──────── DOCUMENT EXCERPT

Development of Regulation. After enactment of the law, the Office of Child Care (OCC) and the Office of the Deputy Assistant Secretary for Early Childhood Development in ACF conducted outreach to engage with a variety of stakeholders to better understand the implications of its provisions. OCC created a CCDF reauthorization page on its Web site to provide public information and an email address to receive questions. OCC received approximately 650 questions and comments through this email address, webinars, inquiries to regional offices, and meetings with State, Territory and Tribal Administrators. OCC leadership and staff participated in more than 21 listening sessions with approximately 675 people representing diverse national, state, and local stakeholders regarding the law, held webinars, and gave presentations at national conferences. Participants included state human services agencies, child care caregivers and providers, parents with children in child care, child care resource and referral agencies, national and State advocacy groups, national stakeholders including faith-based communities, after-school and school-age caregivers and providers, child care researchers, State and local early childhood organizations, provider associations, labor unions, and Head Start grantees. In addition, OCC held five meetings with State and Territory CCDF administrators and a series of consultations with Tribal leaders to describe the law and to gather input from Federal grantees with responsibility for operating the CCDF program. This process informed and was invaluable to ACF's development of this proposed rule.

ACF had previously issued an NPRM for CCDF in May 2013, prior to passage of the CCDBG Act of 2014 (78 FR 29442, May 20, 2013). While that NPRM has since been withdrawn (80 FR 25260, May 4, 2015), public comments received by ACF in 2013 have informed the development of content for this proposed rule. Where relevant, we refer to comments received in response to the 2013 CCDF NPRM in the preamble for this proposed rule.

────────────────
──────── RECORDED DATA

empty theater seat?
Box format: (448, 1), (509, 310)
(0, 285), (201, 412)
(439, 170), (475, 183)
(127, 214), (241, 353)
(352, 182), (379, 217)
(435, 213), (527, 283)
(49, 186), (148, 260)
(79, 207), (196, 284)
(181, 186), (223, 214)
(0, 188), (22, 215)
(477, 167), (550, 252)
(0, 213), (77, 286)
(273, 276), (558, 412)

────────────────
──────── RECORDED DATA

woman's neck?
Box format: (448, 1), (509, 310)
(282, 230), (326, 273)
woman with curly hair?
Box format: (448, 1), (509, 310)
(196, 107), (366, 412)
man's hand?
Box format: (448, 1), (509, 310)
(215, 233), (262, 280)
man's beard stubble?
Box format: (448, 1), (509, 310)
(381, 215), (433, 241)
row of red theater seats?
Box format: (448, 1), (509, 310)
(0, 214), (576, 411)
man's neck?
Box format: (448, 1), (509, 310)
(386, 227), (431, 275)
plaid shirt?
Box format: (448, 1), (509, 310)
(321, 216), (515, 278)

────────────────
──────── RECORDED DATA

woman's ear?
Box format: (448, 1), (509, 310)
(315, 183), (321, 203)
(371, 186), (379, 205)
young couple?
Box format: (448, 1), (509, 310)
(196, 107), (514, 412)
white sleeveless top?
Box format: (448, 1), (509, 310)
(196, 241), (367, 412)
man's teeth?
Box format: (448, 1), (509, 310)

────────────────

=== DESCRIPTION OF THE TASK ===
Using the passage on developing the CCDF rule, decide whether each statement agrees with it, answering yes or no and quoting the deciding words:
1. OCC received roughly 650 questions and comments.
2. OCC held ten meetings with State and Territory CCDF administrators.
3. ACF issued its earlier NPRM after the CCDBG Act of 2014 was passed.
The material has nothing to do with the work here.

=== COMPLETED EXERCISE ===
1. Yes: "OCC received approximately 650 questions and comments"
2. No: "OCC held five meetings with State and Territory CCDF administrators"
3. No: "ACF had previously issued an NPRM for CCDF in May 2013, prior to passage of the CCDBG Act of 2014"